▸ **Forenbeitrag**:
:::

# Your RAID has one FAULT disk.??



## mrairbrush (6. Aug. 2009)

Bei mir kommt im ISP Monitor  
critical:
Your RAID has one FAULT disk. Replace as soon as possible!

Personalities : [raid0] [raid1] [raid6] [raid5] [raid4] 
md2 : active raid1 sdb3[1]
      482078400 blocks [2/1] [_U]

md1 : active raid1 sda2[0] sdb2[1]
      2104448 blocks [2/2] [UU]

md0 : active raid1 sdb1[1]
      4200896 blocks [2/1] [_U]

unused devices: 

Da scheint wohl etwas schief zu laufen.  Kennt sich da jemand besser aus was das heißt? Google bringt mir nicht viel verwertbares. Ist das ein Hardwaredefekt oder nur softwarebedingt


----------



## Till (7. Aug. 2009)

Das bedeutet dass die Partitionen sda1 und sda3 auf der Festplatte ausgefallen sind und das raid nur noch auf einer Platte läuft. Du musst also wahrscheinlich die Platte sda austauschen und dann das raid neu synchronisieren. Mach aber vorher auf jeden fall ein volles externes backup, falls dabei was schief geht oder der Rechner nicht mehr bootet.

:::

▸ **Datenauszüge**:
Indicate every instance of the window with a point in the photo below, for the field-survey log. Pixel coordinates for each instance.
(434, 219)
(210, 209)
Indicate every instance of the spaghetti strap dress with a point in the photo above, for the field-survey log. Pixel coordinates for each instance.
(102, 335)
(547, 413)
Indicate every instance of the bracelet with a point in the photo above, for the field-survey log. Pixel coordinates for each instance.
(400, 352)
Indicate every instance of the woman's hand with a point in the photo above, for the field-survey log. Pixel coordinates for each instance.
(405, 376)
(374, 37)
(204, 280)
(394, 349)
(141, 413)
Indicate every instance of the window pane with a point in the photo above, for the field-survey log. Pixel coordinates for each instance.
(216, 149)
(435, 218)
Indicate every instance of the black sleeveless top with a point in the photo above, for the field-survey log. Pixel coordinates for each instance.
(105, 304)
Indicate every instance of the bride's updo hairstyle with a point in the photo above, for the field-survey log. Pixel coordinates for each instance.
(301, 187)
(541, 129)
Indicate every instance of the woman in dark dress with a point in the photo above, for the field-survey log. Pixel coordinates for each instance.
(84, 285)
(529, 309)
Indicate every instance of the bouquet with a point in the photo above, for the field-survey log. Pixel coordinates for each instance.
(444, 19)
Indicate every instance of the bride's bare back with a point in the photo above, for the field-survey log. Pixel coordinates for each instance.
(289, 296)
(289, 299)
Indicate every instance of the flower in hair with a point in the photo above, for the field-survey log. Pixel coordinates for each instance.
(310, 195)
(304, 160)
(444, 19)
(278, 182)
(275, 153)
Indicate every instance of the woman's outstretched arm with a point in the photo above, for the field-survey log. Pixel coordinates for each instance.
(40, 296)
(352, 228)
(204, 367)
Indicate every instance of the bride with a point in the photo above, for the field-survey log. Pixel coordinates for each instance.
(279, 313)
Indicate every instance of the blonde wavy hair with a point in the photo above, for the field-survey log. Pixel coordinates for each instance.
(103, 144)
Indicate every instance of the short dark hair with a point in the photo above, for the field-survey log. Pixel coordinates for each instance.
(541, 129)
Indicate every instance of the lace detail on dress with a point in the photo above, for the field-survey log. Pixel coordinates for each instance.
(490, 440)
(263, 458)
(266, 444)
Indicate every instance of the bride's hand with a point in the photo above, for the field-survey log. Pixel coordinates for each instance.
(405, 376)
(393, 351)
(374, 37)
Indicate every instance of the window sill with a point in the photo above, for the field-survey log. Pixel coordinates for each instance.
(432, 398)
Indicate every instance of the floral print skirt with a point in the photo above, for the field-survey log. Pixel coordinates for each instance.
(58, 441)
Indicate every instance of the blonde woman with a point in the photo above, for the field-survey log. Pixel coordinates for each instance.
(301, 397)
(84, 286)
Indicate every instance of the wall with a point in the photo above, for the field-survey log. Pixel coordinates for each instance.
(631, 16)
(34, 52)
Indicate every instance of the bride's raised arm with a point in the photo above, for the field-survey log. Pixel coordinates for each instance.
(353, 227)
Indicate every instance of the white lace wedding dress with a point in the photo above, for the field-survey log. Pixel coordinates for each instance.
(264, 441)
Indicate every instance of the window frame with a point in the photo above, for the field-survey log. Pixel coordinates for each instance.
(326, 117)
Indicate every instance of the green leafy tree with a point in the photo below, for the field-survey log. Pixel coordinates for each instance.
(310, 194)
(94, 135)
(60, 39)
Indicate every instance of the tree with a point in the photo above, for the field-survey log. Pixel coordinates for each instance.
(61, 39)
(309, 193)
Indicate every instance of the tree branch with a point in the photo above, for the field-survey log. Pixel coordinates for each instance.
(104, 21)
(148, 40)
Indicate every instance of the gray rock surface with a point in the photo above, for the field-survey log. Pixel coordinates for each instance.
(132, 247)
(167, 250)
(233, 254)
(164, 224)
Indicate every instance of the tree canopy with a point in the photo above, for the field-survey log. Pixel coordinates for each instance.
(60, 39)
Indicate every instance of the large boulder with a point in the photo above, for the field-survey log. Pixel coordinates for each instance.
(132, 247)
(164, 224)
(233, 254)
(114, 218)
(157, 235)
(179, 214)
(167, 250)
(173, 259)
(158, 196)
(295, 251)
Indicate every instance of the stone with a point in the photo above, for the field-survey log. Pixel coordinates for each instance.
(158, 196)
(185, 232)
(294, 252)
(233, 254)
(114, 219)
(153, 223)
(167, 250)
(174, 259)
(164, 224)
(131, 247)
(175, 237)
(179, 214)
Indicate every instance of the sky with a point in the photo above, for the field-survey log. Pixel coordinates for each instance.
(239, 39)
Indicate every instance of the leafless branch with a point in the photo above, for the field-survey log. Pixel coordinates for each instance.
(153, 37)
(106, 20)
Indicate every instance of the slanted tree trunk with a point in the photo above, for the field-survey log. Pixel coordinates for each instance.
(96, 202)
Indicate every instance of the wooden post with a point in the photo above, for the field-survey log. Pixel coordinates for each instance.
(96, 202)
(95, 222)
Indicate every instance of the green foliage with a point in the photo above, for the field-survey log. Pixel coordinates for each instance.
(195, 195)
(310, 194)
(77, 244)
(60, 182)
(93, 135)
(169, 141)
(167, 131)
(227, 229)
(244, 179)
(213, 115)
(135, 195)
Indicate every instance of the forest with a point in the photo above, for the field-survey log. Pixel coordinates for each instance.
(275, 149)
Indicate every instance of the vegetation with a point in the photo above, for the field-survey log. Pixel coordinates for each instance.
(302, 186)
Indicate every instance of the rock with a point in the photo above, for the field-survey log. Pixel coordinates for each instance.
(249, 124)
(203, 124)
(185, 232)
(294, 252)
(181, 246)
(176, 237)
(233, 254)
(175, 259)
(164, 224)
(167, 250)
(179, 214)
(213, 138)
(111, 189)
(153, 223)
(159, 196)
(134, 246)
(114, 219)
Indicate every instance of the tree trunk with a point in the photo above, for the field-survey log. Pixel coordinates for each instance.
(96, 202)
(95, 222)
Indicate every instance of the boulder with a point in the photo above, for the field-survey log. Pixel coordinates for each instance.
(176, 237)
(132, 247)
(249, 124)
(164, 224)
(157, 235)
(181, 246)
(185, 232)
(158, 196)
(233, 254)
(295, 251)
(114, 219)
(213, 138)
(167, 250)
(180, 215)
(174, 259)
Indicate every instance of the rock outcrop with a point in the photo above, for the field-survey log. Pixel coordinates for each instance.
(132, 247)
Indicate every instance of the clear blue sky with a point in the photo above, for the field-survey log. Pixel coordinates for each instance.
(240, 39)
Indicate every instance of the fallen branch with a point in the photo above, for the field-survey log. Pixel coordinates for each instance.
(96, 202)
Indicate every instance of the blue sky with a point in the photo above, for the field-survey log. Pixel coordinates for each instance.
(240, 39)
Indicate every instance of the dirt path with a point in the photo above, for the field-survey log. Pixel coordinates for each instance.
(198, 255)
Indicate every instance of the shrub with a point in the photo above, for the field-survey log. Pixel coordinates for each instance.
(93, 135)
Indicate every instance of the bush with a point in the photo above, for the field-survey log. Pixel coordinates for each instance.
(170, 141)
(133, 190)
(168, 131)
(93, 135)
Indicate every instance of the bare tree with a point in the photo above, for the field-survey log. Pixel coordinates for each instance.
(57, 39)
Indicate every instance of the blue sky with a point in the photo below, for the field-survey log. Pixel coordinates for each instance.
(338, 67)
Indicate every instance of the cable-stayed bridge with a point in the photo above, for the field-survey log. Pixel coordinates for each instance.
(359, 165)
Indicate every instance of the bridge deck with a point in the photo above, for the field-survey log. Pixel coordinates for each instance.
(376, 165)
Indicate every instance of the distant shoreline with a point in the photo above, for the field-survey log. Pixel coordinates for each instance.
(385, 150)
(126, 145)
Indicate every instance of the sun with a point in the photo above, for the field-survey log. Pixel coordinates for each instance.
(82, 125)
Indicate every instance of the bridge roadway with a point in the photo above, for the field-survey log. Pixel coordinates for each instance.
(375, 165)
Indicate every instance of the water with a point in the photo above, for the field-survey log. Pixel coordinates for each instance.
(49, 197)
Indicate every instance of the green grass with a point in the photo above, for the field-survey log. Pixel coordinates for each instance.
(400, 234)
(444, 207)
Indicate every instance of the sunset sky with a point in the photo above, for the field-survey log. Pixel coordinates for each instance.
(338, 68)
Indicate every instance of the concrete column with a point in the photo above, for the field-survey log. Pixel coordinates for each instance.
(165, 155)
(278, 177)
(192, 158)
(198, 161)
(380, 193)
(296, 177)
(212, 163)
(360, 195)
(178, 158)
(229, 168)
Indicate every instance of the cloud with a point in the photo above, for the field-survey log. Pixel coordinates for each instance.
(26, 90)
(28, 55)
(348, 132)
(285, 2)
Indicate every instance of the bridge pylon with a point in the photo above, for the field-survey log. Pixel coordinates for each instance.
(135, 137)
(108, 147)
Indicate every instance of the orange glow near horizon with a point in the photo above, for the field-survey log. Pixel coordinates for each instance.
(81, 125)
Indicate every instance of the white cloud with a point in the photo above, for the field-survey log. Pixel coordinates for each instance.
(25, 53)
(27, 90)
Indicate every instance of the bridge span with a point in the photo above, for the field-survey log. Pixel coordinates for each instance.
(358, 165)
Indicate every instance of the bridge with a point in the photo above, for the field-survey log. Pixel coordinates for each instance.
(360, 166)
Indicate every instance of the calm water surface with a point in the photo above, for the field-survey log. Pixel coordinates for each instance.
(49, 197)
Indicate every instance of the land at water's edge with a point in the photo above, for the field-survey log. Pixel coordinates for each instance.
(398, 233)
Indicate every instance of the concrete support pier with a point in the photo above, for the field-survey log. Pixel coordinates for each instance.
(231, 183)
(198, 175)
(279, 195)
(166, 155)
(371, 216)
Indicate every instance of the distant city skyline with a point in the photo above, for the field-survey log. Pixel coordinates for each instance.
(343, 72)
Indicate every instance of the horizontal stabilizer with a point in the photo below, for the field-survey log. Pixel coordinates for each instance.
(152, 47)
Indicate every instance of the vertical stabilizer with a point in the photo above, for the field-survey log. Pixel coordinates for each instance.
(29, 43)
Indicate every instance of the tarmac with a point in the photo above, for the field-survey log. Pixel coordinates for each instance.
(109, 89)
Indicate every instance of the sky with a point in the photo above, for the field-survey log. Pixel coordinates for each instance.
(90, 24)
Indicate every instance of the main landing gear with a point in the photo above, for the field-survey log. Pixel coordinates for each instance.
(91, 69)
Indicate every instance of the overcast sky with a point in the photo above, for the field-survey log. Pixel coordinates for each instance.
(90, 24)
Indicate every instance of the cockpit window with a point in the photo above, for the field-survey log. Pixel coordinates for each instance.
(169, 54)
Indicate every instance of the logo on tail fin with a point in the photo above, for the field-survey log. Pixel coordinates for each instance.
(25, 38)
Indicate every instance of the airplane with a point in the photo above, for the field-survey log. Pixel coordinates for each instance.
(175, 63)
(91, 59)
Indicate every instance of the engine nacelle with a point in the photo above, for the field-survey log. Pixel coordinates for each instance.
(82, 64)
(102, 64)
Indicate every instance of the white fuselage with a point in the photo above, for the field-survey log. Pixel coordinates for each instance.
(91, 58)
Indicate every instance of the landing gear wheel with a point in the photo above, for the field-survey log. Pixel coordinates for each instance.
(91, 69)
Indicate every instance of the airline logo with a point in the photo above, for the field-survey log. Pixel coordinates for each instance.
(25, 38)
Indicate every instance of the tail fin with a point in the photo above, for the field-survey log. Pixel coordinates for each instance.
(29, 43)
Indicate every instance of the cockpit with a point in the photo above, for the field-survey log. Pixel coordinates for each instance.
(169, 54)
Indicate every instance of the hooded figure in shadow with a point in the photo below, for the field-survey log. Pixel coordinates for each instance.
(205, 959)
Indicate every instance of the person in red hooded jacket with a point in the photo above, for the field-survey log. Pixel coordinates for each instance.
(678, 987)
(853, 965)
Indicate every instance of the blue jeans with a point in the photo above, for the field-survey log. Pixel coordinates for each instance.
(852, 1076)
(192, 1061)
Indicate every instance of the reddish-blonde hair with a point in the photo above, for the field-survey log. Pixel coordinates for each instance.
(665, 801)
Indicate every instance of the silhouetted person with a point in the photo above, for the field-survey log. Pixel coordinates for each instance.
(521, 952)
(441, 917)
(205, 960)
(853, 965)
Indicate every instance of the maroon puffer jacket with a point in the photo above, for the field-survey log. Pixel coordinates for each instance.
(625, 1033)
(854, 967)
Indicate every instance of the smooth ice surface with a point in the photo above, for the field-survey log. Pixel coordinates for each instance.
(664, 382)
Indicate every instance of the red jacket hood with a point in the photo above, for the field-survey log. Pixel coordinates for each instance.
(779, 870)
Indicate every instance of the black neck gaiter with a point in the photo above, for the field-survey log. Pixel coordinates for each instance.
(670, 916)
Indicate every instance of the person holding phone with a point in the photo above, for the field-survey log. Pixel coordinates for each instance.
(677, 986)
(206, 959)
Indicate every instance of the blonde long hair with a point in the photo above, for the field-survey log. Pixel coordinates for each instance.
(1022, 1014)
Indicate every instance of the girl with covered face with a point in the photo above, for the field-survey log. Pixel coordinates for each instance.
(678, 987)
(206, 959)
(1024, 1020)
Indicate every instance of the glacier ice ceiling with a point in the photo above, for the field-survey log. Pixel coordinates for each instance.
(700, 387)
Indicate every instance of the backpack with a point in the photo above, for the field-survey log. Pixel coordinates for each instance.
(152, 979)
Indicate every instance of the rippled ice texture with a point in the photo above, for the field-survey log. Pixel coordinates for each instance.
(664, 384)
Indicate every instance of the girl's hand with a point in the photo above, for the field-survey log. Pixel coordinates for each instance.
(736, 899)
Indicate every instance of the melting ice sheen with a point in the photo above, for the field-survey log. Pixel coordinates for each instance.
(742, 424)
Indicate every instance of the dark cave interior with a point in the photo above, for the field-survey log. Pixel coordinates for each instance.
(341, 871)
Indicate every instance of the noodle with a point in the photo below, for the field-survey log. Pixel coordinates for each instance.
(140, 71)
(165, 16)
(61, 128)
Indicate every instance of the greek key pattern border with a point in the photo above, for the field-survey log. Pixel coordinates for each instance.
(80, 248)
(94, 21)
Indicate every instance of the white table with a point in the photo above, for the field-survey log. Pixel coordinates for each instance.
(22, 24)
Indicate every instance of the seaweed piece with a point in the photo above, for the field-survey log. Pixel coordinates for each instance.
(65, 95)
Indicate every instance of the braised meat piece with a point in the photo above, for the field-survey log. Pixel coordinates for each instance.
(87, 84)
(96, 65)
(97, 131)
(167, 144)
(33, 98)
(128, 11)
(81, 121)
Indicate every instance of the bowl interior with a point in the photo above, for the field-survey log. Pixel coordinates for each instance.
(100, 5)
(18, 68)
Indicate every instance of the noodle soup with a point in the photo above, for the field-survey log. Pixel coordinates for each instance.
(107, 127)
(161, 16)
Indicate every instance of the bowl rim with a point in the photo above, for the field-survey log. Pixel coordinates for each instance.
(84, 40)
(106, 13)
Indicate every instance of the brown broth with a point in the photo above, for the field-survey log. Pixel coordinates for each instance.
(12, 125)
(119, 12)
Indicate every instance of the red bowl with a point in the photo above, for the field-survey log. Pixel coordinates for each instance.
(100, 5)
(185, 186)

:::

▸ **Aufgaben**:
- A) Warum soll man laut Forenbeitrag vor dem Austausch der Platte ein volles externes Backup anlegen? Antworte in ein bis drei Sätzen.
- B) Nenne alle RAID-Level, die im Forenbeitrag in der Zeile „Personalities“ aufgeführt sind.
- C) Gib aus dem Forenbeitrag den Abschnitt von „Da scheint wohl“ bis „nicht mehr bootet.“ wortgetreu wieder.
Die Datensätze stammen aus einer anderen Quelle.

▸ **Antworten je Aufgabe**:
- A) Das Backup sichert ab für den Fall, dass beim Austausch der Platte sda und beim Neusynchronisieren des RAID etwas schiefgeht. Es hilft auch, falls der Rechner danach nicht mehr bootet.

- B) raid0, raid1, raid6, raid5, raid4

- C)
Da scheint wohl etwas schief zu laufen.  Kennt sich da jemand besser aus was das heißt? Google bringt mir nicht viel verwertbares. Ist das ein Hardwaredefekt oder nur softwarebedingt


----------



## Till (7. Aug. 2009)

Das bedeutet dass die Partitionen sda1 und sda3 auf der Festplatte ausgefallen sind und das raid nur noch auf einer Platte läuft. Du musst also wahrscheinlich die Platte sda austauschen und dann das raid neu synchronisieren. Mach aber vorher auf jeden fall ein volles externes backup, falls dabei was schief geht oder der Rechner nicht mehr bootet.